[Task prompt]
Beneath this sentence is a listing. Return its lines from the one containing "Phrase: blue canopy tent" through the last, exactly, and omit the pictures.

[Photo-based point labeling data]
####

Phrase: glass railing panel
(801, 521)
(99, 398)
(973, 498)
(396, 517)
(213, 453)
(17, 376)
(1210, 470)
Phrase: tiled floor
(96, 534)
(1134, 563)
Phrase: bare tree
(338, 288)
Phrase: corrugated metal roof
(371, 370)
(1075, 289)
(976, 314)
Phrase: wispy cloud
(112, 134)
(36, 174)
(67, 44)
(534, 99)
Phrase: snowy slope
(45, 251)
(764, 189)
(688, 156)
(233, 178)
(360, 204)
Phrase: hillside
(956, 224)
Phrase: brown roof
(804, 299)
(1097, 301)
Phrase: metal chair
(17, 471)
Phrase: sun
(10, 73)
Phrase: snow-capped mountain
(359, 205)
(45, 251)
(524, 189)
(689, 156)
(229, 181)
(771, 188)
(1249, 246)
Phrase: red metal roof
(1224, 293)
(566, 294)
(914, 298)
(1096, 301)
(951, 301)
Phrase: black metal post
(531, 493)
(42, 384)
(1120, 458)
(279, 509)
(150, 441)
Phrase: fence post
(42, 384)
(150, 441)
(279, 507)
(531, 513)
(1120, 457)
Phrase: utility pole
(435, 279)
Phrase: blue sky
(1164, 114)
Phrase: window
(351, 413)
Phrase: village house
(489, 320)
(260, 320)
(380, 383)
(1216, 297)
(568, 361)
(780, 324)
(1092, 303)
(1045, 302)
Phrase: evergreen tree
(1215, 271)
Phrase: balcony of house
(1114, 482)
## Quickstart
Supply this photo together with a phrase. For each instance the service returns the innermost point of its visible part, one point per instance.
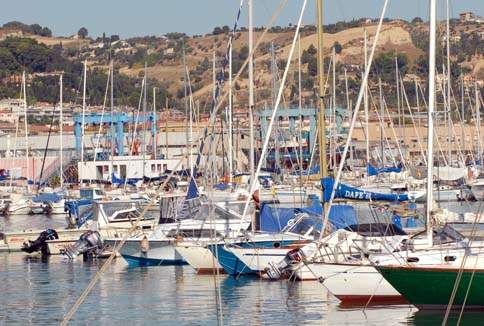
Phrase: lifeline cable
(107, 263)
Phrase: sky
(129, 18)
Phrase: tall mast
(83, 116)
(166, 126)
(26, 129)
(333, 109)
(144, 120)
(397, 79)
(367, 134)
(430, 130)
(418, 104)
(112, 119)
(299, 86)
(321, 122)
(449, 106)
(478, 123)
(155, 136)
(230, 115)
(382, 117)
(462, 114)
(348, 106)
(61, 147)
(190, 127)
(251, 91)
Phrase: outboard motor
(89, 245)
(40, 243)
(283, 268)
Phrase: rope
(461, 271)
(106, 264)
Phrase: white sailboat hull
(199, 258)
(355, 284)
(258, 259)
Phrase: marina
(316, 173)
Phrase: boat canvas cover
(386, 169)
(348, 192)
(448, 173)
(47, 197)
(274, 219)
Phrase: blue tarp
(192, 192)
(72, 207)
(375, 171)
(50, 197)
(273, 219)
(313, 170)
(116, 180)
(348, 192)
(221, 186)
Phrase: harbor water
(40, 291)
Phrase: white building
(127, 167)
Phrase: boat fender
(144, 245)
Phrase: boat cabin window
(110, 209)
(304, 225)
(376, 229)
(446, 234)
(194, 233)
(124, 215)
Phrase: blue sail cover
(44, 197)
(192, 192)
(349, 192)
(273, 219)
(312, 170)
(116, 180)
(375, 171)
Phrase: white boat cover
(448, 173)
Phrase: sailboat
(456, 277)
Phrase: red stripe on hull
(210, 271)
(362, 300)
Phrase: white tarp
(448, 173)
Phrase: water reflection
(423, 317)
(41, 291)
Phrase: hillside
(164, 57)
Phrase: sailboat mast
(462, 114)
(83, 115)
(144, 120)
(61, 147)
(166, 126)
(430, 130)
(449, 106)
(155, 136)
(367, 134)
(321, 121)
(299, 88)
(478, 123)
(112, 119)
(230, 156)
(382, 117)
(333, 109)
(251, 90)
(26, 129)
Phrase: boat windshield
(376, 229)
(304, 224)
(442, 235)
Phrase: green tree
(82, 32)
(313, 66)
(417, 20)
(337, 47)
(244, 52)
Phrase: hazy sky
(155, 17)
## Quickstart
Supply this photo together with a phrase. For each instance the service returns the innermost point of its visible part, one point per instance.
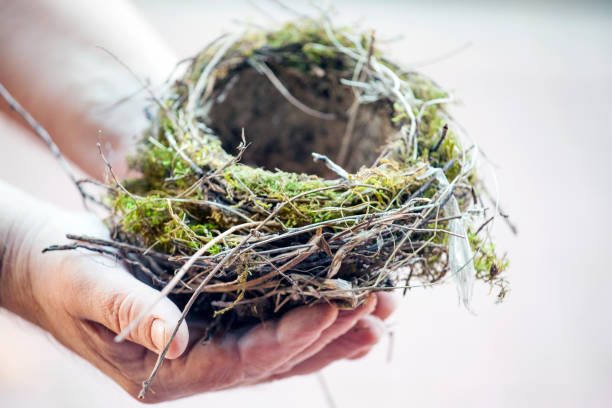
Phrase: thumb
(109, 295)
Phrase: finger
(109, 295)
(266, 347)
(345, 321)
(227, 361)
(386, 305)
(360, 353)
(366, 333)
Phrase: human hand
(83, 301)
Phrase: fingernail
(158, 333)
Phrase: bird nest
(296, 166)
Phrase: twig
(44, 135)
(262, 67)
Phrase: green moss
(169, 206)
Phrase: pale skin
(82, 299)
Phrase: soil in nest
(283, 137)
(237, 230)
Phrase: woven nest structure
(295, 166)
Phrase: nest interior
(392, 201)
(282, 136)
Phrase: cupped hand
(84, 300)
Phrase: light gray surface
(535, 85)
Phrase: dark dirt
(282, 136)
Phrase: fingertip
(367, 332)
(359, 353)
(179, 343)
(304, 324)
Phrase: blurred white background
(535, 87)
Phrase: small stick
(331, 165)
(437, 145)
(354, 109)
(260, 66)
(44, 135)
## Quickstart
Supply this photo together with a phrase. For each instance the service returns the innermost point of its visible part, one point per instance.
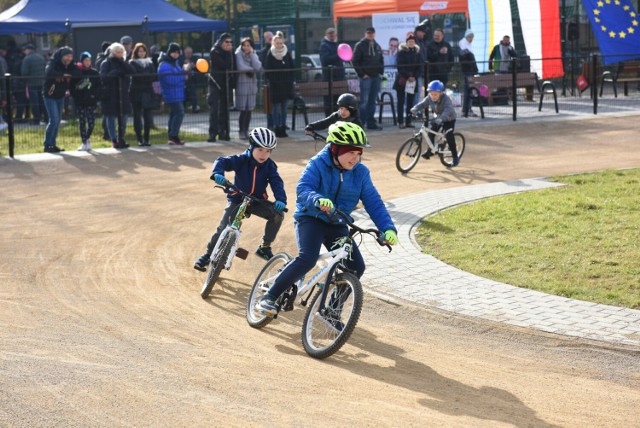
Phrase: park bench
(307, 90)
(623, 72)
(527, 80)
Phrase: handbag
(150, 101)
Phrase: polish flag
(541, 32)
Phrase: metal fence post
(8, 116)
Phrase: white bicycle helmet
(263, 137)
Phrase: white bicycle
(411, 150)
(227, 245)
(335, 307)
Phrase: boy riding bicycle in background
(347, 112)
(334, 178)
(254, 170)
(445, 116)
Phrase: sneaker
(264, 252)
(202, 263)
(53, 149)
(267, 306)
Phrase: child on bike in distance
(445, 116)
(254, 170)
(347, 112)
(334, 178)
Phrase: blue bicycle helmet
(435, 85)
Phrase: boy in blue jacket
(332, 178)
(253, 171)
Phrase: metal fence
(521, 97)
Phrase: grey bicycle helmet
(263, 137)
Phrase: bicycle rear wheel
(217, 263)
(326, 329)
(409, 154)
(445, 155)
(263, 282)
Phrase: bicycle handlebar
(229, 187)
(379, 236)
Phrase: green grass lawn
(579, 241)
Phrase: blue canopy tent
(50, 16)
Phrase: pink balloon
(344, 52)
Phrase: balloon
(344, 52)
(202, 65)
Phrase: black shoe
(202, 263)
(264, 252)
(53, 149)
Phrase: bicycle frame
(233, 228)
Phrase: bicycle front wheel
(217, 263)
(409, 154)
(263, 282)
(325, 329)
(446, 158)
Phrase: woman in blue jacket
(172, 81)
(334, 178)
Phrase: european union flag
(615, 24)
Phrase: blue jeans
(279, 112)
(176, 114)
(311, 233)
(116, 135)
(369, 89)
(36, 101)
(54, 108)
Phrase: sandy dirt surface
(102, 324)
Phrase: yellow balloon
(202, 65)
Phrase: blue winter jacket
(250, 176)
(172, 79)
(322, 179)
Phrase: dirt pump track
(101, 322)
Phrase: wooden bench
(623, 72)
(526, 80)
(321, 89)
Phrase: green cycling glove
(325, 203)
(391, 237)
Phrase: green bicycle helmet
(347, 134)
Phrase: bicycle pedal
(242, 253)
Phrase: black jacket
(115, 75)
(56, 84)
(367, 58)
(142, 80)
(329, 57)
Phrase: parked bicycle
(411, 150)
(227, 245)
(335, 307)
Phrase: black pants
(401, 107)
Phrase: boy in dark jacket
(58, 72)
(85, 90)
(347, 112)
(254, 170)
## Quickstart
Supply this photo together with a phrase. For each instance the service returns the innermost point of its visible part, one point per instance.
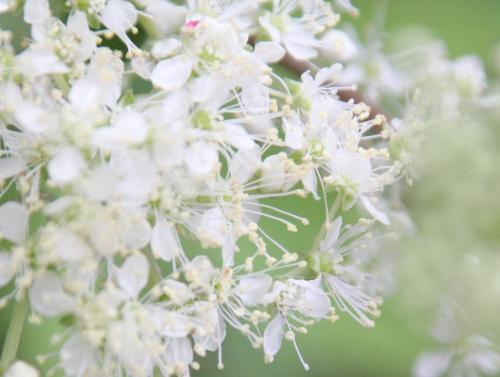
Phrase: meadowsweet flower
(146, 198)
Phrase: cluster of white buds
(113, 201)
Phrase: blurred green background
(343, 349)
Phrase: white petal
(299, 50)
(253, 288)
(11, 166)
(167, 17)
(313, 302)
(66, 165)
(239, 137)
(273, 32)
(273, 335)
(135, 232)
(377, 214)
(164, 244)
(165, 48)
(34, 63)
(14, 222)
(133, 275)
(171, 74)
(31, 117)
(36, 11)
(201, 158)
(21, 369)
(213, 228)
(244, 164)
(69, 246)
(269, 52)
(310, 183)
(7, 270)
(77, 355)
(84, 94)
(293, 134)
(431, 364)
(129, 129)
(175, 106)
(48, 297)
(228, 250)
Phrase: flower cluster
(135, 215)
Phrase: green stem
(324, 229)
(13, 337)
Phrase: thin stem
(13, 337)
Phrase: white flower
(171, 74)
(128, 129)
(14, 222)
(252, 289)
(119, 16)
(164, 243)
(36, 11)
(273, 335)
(47, 296)
(66, 165)
(201, 159)
(133, 275)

####

[Output for this exercise]
Phrase: blue canopy tent
(50, 16)
Phrase: pink balloon
(344, 52)
Phrase: balloon
(344, 52)
(202, 65)
Phrase: black shoe
(202, 263)
(264, 252)
(53, 149)
Phrase: bicycle frame
(233, 228)
Phrase: bicycle front wheel
(217, 263)
(409, 154)
(263, 282)
(325, 329)
(446, 158)
Phrase: woman in blue jacket
(172, 81)
(334, 178)
Phrase: european union flag
(615, 24)
Phrase: blue jeans
(279, 112)
(176, 114)
(311, 233)
(116, 135)
(369, 89)
(36, 101)
(54, 108)
Phrase: sandy dirt surface
(102, 324)
Phrase: yellow balloon
(202, 65)
Phrase: blue winter jacket
(250, 176)
(172, 79)
(322, 179)
Phrase: dirt pump track
(101, 322)
Phrase: wooden bench
(623, 72)
(526, 80)
(321, 89)
Phrase: green cycling glove
(325, 203)
(391, 237)
Phrase: green bicycle helmet
(347, 134)
Phrase: bicycle pedal
(242, 253)
Phrase: black jacket
(115, 75)
(56, 84)
(367, 58)
(142, 80)
(329, 57)
Phrase: parked bicycle
(411, 150)
(227, 245)
(335, 307)
Phrase: black pants
(401, 107)
Phrase: boy in dark jacket
(58, 72)
(85, 90)
(347, 112)
(254, 170)
## Quickstart
Supply this photo together with a phrase. For each instance the service returns the innermost point of its visible part, one point per instance.
Phrase: meadowsweet flower
(146, 198)
Phrase: cluster of white buds
(113, 201)
Phrase: blurred green background
(343, 349)
Phrase: white petal
(299, 50)
(253, 288)
(11, 166)
(167, 17)
(313, 302)
(66, 165)
(239, 137)
(273, 32)
(273, 335)
(135, 232)
(377, 214)
(164, 244)
(165, 48)
(34, 63)
(14, 222)
(133, 275)
(171, 74)
(31, 117)
(36, 11)
(201, 158)
(21, 369)
(213, 228)
(244, 164)
(69, 246)
(269, 52)
(310, 183)
(7, 270)
(77, 355)
(84, 94)
(293, 134)
(431, 364)
(129, 129)
(175, 106)
(48, 297)
(228, 250)
Phrase: flower cluster
(135, 215)
Phrase: green stem
(324, 229)
(13, 337)
Phrase: thin stem
(13, 337)
Phrase: white flower
(171, 74)
(128, 129)
(14, 222)
(252, 289)
(119, 16)
(164, 243)
(36, 11)
(273, 335)
(47, 296)
(66, 165)
(201, 159)
(133, 275)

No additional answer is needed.